> [What to do]:
A) Please list each change to Kentucky Medicaid rules that the opening sentence of the Medicaid regulation report below attributes to the approved amendments.
B) In the Medicaid regulation report below, rewrite the part that opens with the words "The committee approved" and closes with "and reimbursement rules.", changing "genetic testing" to "genomic testing".

> [Exercise text]:
== Segment start ==
The committee approved staff amendments to 907 KAR 3005 and 3010 that require prior authorization for all genetic testing in Kentucky Medicaid, remove a prior restriction on sleep disorder service coverage, and change several provider- and fee-schedule rules; Medicaid staff said prior-authorizations are generally completed within two to five days.

Frankfort — The regulatory review committee voted to approve staff-suggested amendments to two Medicaid administrative regulations that will require prior authorization for all genetic testing for Medicaid recipients and make several other changes to provider definitions and reimbursement rules.

Justin Derringer, director of health care policy for the Department for Medicaid Services, told the committee the change will require medical necessity review—prior authorization—before genetic testing is performed, citing rising costs for those tests. "So currently, different genetic tests have different authorization... So as you all know, prior authorization is inspecting the medical necessity of a procedure before given approval to have the procedure," Derringer said. He added the office aims to process prior authorizations within "2 to 5 days," and that delays typically result from incomplete provider submissions.
== Segment end ==
> [Data extracts]:
== Segment start ==
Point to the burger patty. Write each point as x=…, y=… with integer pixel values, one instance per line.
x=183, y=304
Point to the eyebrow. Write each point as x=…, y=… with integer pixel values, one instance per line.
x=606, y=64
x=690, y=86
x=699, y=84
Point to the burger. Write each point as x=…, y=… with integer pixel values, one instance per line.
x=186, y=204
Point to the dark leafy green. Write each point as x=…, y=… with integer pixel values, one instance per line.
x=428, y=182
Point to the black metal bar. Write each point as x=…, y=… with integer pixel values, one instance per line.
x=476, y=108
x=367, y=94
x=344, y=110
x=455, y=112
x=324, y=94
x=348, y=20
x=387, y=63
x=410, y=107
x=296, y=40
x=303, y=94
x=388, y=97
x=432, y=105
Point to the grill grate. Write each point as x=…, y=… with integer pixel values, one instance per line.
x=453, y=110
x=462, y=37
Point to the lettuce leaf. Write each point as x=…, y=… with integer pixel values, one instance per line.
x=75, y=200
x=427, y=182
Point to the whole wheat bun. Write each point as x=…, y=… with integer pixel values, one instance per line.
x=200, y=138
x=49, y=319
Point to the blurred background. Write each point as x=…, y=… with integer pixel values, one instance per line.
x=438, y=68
== Segment end ==
> [Answers to each task]:
A)
- Requiring prior authorization for all genetic testing in Kentucky Medicaid
- Removing a prior restriction on sleep disorder service coverage
- Changing several provider- and fee-schedule rules

B)
The committee approved staff amendments to 907 KAR 3005 and 3010 that require prior authorization for all genomic testing in Kentucky Medicaid, remove a prior restriction on sleep disorder service coverage, and change several provider- and fee-schedule rules; Medicaid staff said prior-authorizations are generally completed within two to five days.

Frankfort — The regulatory review committee voted to approve staff-suggested amendments to two Medicaid administrative regulations that will require prior authorization for all genomic testing for Medicaid recipients and make several other changes to provider definitions and reimbursement rules.